| Work order 1 |
According to the HPV vaccine text, how many injections of Gardasil are given, and over what period?
| Work order 2 |
Write the next part of the HPV vaccine text, continuing from its final sentence.

Currently, 25 percent of 13- to 17-year-olds are getting the Gardasil shots, a relatively successful rate for a new vaccine. Doctors presume the rate won’t get much higher unless the vaccine is required in public schools, but that argument has opened a wider debate with Conservatives, who oppose the vaccine for morality reasons.
There are more than 100 strains of HPV, including about 40 that affect mucosal surfaces. … Of those 40, about 15 are capable of causing cancer.
But a bill in Washington D.C. — the Human Papillomavirus Vaccination and Reporting Act of 2007 — went into effect this fall and requires female students in the sixth grade who are enrolling for the first time in a public, charter, private or parochial school in the district to be vaccinated before they can attend classes. Four states have also mandated the vaccine for girls.
The D.C. mandate will be enforced by the Department of Health, but parents have the right to opt out. Parents can refuse to have their daughters vaccinated based on religious reasons, if the child’s physician submits a written statement that indicates that the vaccine is inadvisable or if parents themselves submit the HPV Vaccine Refusal Certificate.
Many in the medical community see the move as a small victory toward eliminating cervical cancer.
“It won’t go away if people don’t get their vaccines and participate in screening,” Kinney says. “But for those who are participating, we can get the rate down to single digits per million per year.”
Could HPV go the way of the dodo?
In 2006, global pharmaceutical developer Merck & Co. Inc. introduced Gardasil to the U.S. market. The vaccine, which is administered via three injections over six months, protects girls and young women against the four types of genital human papillomavirus that cause most cases of cervical cancer and genital warts.
So far, the drug has been relatively successful, as nearly 25 percent of its target population has stepped forward to receive the vaccine.
Now, a new drug is ready to compete.
GlaxoSmithKline’s Cervarix has been approved for use in more than 90 countries around the world, including the 27 member countries of the European Union, Mexico, Australia, Singapore and the Philippines. It is still awaiting FDA approval in the United States, but based on favorable recommendations by FDA committees, would likely be approved in the coming months.

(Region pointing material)
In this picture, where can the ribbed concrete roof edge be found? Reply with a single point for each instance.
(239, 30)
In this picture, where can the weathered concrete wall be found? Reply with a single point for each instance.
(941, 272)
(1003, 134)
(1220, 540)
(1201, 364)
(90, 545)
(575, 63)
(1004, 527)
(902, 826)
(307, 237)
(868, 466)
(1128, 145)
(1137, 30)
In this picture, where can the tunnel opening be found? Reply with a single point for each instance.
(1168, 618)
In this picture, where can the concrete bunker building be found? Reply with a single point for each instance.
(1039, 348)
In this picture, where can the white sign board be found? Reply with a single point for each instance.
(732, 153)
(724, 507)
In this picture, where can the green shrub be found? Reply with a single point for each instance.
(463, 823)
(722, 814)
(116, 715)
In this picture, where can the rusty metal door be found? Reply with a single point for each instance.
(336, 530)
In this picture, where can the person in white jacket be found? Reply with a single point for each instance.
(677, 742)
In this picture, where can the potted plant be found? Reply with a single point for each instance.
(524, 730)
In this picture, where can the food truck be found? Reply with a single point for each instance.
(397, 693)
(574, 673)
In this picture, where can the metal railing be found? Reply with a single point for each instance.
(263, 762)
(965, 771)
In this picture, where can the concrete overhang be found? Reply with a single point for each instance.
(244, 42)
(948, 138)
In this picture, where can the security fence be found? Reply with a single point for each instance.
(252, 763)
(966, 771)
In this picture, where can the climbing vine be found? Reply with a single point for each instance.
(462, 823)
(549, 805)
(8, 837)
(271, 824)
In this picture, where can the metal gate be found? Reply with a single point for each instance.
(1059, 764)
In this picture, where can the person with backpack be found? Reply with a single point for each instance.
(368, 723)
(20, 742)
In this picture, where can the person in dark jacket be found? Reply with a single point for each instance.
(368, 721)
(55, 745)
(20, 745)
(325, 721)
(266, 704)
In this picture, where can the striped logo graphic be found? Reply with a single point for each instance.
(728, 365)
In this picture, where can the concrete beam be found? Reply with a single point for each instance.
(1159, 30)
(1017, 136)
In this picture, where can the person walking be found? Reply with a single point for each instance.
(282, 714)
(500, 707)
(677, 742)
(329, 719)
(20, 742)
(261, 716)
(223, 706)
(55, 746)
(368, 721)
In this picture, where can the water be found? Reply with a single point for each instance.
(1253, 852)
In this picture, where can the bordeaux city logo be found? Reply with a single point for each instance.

| Answer 1 |
Three injections over six months.

| Answer 2 |
Gardasil is routinely recommended for 11- and 12-year-old girls and for girls and women age 13 through 26 who have not yet been vaccinated or completed the vaccine series. Glaxo is pitching its vaccine for use for adolescents and women up to age 45.
The vaccines are designed differently. Gardasil targets four HPV types including those that cause most cases of genital warts, while Cervarix targets two types and isn’t intended to provide as much protection against warts.
“From a cervical cancer perspective, overall both vaccines work really great. In the UK, the national health care system uses Cervarix only,” says Dr. Debbie Saslow, director of breast and gynecologic cancer at the American Cancer Society.
Merck, meanwhile, has been successful in garnering approval by the FDA to release Gardasil for use in males as a way to prevent genital warts, which are also caused by HPV. Each year, about 200 out of 100,000 males are newly diagnosed with genital warts, according to the FDA.
Studies of more than 5,000 boys and men found Gardasil was 89 percent effective at preventing genital warts, which affect an estimated 1 million American men and women.
In early September, an FDA advisory committee voted to recommend approval of Gardasil for males ages 9 to 26.
According to gynecological oncologist Dr. Walter Kinney, a â?¨Kaiser Permanente doctor heavily involved with the research and development of cervical cancer tests and treatments, if 50 percent of each gender in America’s youngest generations are vaccinated against HPV, the virus and it’s consequential diseases could be eradicated.